— Work request —
Output the line that contains "Guideline: for every instance of the tall" and every line after it to the end of the entries, with nothing added or left out.

──────── Given entries

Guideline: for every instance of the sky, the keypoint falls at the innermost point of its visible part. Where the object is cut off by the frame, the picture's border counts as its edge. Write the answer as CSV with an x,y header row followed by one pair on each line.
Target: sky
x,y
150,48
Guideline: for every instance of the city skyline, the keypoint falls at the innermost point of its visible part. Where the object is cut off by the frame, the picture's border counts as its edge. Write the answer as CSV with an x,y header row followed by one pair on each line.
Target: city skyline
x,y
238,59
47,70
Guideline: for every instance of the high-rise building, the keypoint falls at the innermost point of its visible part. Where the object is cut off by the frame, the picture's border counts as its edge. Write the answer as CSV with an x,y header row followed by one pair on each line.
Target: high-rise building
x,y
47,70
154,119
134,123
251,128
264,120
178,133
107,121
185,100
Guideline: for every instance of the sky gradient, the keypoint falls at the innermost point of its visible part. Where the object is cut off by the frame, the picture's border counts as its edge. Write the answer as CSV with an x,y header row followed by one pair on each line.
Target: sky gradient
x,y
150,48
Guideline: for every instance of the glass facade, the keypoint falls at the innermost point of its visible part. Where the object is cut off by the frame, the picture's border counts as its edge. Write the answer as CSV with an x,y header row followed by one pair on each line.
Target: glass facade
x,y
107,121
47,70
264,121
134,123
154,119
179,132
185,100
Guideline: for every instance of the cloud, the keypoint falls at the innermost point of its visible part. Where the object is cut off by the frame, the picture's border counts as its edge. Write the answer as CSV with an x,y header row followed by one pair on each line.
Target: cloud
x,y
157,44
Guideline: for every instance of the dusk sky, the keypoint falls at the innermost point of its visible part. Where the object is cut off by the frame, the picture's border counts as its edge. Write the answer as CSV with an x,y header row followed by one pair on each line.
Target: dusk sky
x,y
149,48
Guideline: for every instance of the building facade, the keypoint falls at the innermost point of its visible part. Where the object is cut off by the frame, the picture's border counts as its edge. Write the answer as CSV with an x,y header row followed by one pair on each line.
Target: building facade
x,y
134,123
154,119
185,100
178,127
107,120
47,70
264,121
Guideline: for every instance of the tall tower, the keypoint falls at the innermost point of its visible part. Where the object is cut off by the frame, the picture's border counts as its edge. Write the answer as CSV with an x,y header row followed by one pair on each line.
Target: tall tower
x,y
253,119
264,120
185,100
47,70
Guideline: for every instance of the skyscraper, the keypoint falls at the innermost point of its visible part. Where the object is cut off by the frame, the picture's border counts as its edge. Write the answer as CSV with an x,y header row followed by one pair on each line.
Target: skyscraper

────────────────

— Task solution —
Guideline: for every instance of the tall tower, the keypoint falls at the innermost point of its visible part. Where the object is cut off by the frame, the picture's border counts as its edge. Write the answer as CSV with an x,y header row followed by one pair on each line.
Target: tall tower
x,y
253,119
264,120
185,100
47,70
Guideline: for every instance of the skyscraper, the keypoint falls at the innermost point of its visible part. Where the object is cut off by the frame, the picture's border counts as its edge. Write the answer as CSV with an x,y header row followed by one pair on each line.
Target: skyscraper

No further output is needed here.